Task statement
Write the next part of the messenger bag forum thread, beginning right after its final line.

# Messenger bag suggestions?



## Steve-O (Jan 28, 2004)

I've got a Patagonia Critical Mass bag that is starting to blow out after 3 years of use. Here's what I'm looking for in my new messenger bag:


- Some type of external pocket. I don't want to have to unclip the flap and dig around to find my keys or my wallet. It't nice to have a pocket on the side of the bag or in the flap. 

- Some type of reflective strip. This time of year having something reflective on my back is really appreciated. If no reflective strip then maybe a nylon loop on the bag where I can clip a blinky light?

- Waterproof? A given BUT my current bag seems to wet through in heavy rain.


Any suggestions? I've been looking at Chrome and Crumpler but neither seems to fit my first two requirements. Mrs. Steve-O works for Patagonia so I've got a hook-up on a new bag BUT I'd like to see what else is out there on the market. Any suggestions?


----------



## wooglin (Feb 22, 2002)

BaileyWorks have a reflective strip _and_ a loop for the blinkie. And they're waterproof. And the interior is yellow so you can find things. No external pockets though, although rigging one up on the shoulder strap doesn't seem like it would be that hard.


----------



## asterisk (Oct 21, 2003)

Timbuk2 makes an <a href="http://www.timbuk2.com/tb2/catalog/categories.t2?categoryId=28">accessory pouch</a> that you can just attach to your existing bag's strap. It just wraps around and velcros on I believe.


----------



## zeytin (May 15, 2004)

asterisk said:



> Timbuk2 makes an <a href="http://www.timbuk2.com/tb2/catalog/categories.t2?categoryId=28">accessory pouch</a> that you can just attach to your existing bag's strap. It just wraps around and velcros on I believe.


I have the accessory pouch although it may be last years model, it actually slides onto the strap and does not use velcro. I actually like this better because Then I don't have to worry about it snagging anything. It was easy to undo the strap and put it on. The Chrome and Timbuk2 to bags are definately waterproof, awesome bags. www.Sierratradingpost.com has some Timbuk2 bags on sale as well.

http://www.sierratradingpost.com/EU...e+matchallany&track=true&sid=41C0D0006571E17F


----------



## curlybike (Jan 23, 2002)

Object position labeling entries
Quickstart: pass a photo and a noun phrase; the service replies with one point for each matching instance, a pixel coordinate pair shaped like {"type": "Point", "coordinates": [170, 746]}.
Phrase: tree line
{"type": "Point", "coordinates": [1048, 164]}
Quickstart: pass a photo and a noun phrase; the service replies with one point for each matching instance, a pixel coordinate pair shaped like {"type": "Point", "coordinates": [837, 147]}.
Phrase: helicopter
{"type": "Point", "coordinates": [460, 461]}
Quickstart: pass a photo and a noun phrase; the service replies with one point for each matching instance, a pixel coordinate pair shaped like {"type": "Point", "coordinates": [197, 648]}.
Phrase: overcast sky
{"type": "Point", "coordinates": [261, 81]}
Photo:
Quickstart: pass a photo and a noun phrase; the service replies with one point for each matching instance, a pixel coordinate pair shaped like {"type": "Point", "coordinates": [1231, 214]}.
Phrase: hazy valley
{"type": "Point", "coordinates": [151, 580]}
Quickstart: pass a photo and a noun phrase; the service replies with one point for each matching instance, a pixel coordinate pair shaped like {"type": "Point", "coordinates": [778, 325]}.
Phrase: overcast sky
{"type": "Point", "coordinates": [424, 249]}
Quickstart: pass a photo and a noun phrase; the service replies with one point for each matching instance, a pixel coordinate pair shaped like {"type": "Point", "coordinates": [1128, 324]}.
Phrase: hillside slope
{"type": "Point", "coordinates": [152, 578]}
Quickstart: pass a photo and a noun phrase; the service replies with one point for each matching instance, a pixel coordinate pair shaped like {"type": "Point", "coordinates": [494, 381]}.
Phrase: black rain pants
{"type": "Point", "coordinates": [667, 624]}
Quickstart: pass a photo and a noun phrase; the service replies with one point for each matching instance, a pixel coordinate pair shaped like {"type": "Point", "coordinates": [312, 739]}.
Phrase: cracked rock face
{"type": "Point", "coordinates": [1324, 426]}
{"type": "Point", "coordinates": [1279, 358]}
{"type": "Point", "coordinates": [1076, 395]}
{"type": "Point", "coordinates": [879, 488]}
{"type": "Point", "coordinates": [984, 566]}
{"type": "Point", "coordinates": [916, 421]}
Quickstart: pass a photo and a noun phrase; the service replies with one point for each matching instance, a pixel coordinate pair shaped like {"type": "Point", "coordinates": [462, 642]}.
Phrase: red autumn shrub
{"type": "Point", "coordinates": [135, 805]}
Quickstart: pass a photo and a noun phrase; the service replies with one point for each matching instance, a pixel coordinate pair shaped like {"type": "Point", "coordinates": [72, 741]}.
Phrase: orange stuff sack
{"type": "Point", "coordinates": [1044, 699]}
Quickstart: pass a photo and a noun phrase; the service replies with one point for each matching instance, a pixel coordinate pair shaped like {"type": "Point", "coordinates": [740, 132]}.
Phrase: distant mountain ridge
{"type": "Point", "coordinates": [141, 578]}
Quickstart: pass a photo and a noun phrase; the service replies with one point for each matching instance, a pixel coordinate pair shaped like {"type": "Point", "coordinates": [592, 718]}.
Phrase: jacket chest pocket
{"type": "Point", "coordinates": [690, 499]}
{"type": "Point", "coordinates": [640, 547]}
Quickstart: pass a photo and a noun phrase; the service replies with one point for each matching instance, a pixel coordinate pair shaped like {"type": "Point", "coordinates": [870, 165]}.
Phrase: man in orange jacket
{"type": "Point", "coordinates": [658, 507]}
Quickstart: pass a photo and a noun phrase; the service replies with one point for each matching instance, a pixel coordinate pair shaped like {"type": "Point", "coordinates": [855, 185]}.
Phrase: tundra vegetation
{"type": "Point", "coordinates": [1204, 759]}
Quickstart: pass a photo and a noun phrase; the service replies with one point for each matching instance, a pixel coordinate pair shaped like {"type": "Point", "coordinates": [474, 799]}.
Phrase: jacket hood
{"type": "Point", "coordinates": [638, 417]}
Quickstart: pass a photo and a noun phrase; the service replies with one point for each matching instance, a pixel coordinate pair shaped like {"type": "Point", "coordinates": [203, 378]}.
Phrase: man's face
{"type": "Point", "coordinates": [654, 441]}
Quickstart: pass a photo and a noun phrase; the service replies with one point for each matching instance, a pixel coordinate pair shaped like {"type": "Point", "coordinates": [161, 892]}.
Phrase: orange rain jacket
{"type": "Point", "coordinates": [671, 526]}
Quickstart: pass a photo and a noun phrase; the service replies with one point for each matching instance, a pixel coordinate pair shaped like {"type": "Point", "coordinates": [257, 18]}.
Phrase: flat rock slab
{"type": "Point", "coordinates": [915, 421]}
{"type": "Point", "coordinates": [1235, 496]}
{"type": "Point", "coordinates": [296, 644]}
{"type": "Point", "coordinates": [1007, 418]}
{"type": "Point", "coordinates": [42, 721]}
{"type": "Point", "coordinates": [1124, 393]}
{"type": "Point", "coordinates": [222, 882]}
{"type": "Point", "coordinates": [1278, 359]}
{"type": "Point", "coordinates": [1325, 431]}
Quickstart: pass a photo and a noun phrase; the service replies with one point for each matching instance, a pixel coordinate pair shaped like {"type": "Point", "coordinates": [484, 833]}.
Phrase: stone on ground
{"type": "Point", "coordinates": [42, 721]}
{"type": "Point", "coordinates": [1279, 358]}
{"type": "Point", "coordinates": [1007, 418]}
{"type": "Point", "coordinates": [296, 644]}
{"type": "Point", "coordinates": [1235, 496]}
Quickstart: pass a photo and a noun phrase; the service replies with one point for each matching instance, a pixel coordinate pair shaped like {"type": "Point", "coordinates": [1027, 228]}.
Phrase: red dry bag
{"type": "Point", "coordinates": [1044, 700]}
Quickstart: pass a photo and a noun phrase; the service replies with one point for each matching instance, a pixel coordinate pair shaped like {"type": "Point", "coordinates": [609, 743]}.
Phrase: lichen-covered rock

Result
This guy was blowing out some Timbuk2 bags, I think http://www.behindthebars.com


----------



## briancasola (Nov 18, 2004)

Try YAKPAK out of NY. They make some good bags.


----------



## meat tooth paste (Oct 6, 2004)

eBags has a nice selection of messenger bags...

messenger bag page


----------



## Cory (Jan 29, 2004)

*Who has the build-your-own Website? Timbuktu?*

I was going to send you to the Patagonia Outlet until I read to the bottom and found out you're already aligned. I got my Crit Mass there at the semi-annual sale for half off the Outlet's price, and it's hard to beat. It was dirt cheap, $20 or something.
Not long ago, I saw a website where you could design your own bag--they had a list of features, and you chose the size and where you wanted pockets and zippers, the colors, designed the whole deal, and they'd stitch it up and send it. Prices were OK, though not comparable to the spouse deal at Patagonia. Can't remember where now, but I think it was Timbuktu.


----------



## Steve-O (Jan 28, 2004)

*Yep!*



meat tooth paste said:


> eBags has a nice selection of messenger bags...
> 
> messenger bag page


I've got a $25 gift certificate from Giftcertificates.com which would work with ebags.com. That's why I mentioned the Crumpler bags since they are on sale right now...


----------



## Steve-O (Jan 28, 2004)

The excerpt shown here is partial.